Document extract |
Alfred Nobel once said that if he had 300 ideas in a year, and one of them turned out to be a good one, he would be satisfied. A chemist and engineer, holder of more than 300 patents, Nobel’s best known invention was a way to tame unpredictable nitroglycerin by combining it with chalk and other inert ingredients; the result he named dynamite after the Greek word for power. He had less successful inventions, such as the bicycle that the rider moved with pedals that pumped rather than spun.
Michael Sohlman retired as executive director of the Nobel Foundation in May 2011 after nineteen years in that position. He spoke last week in Bloomington about Nobel and the intellectual origin of the prizes. Nobel was known to be a shrewd businessman, but he also had lifelong engagement with philosophy and political theory. He kept up a correspondence of 20 to 30 letters a day to friends, philosophers, and intellectuals all over Europe. He wrote a prose tragedy with such a dismal view of the world that made his friends attempt to destroy all copies when it was published at the end of his life. Sohlman believes it was the philosopher in Nobel, not the inventor or businessman, that prompted him to create an award that would come to define the way to honor creative endeavor around the world.

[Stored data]
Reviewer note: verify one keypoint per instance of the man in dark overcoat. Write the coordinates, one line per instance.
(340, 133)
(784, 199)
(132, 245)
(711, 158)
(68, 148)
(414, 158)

Required action 1 |
Answer these from the passage on Alfred Nobel:
(a) What did Nobel name dynamite after?
(b) When did Michael Sohlman retire as executive director of the Nobel Foundation?
(c) How many letters a day did Nobel write to friends, philosophers, and intellectuals?
Required action 2 | Write out everything in the passage on Alfred Nobel from "Michael Sohlman retired" down to "around the world.".
The items above are separate material and not part of the passage on Alfred Nobel.

Your response 1 |
(a) The Greek word for power.
(b) In May 2011.
(c) 20 to 30.

Your response 2 |
Michael Sohlman retired as executive director of the Nobel Foundation in May 2011 after nineteen years in that position. He spoke last week in Bloomington about Nobel and the intellectual origin of the prizes. Nobel was known to be a shrewd businessman, but he also had lifelong engagement with philosophy and political theory. He kept up a correspondence of 20 to 30 letters a day to friends, philosophers, and intellectuals all over Europe. He wrote a prose tragedy with such a dismal view of the world that made his friends attempt to destroy all copies when it was published at the end of his life. Sohlman believes it was the philosopher in Nobel, not the inventor or businessman, that prompted him to create an award that would come to define the way to honor creative endeavor around the world.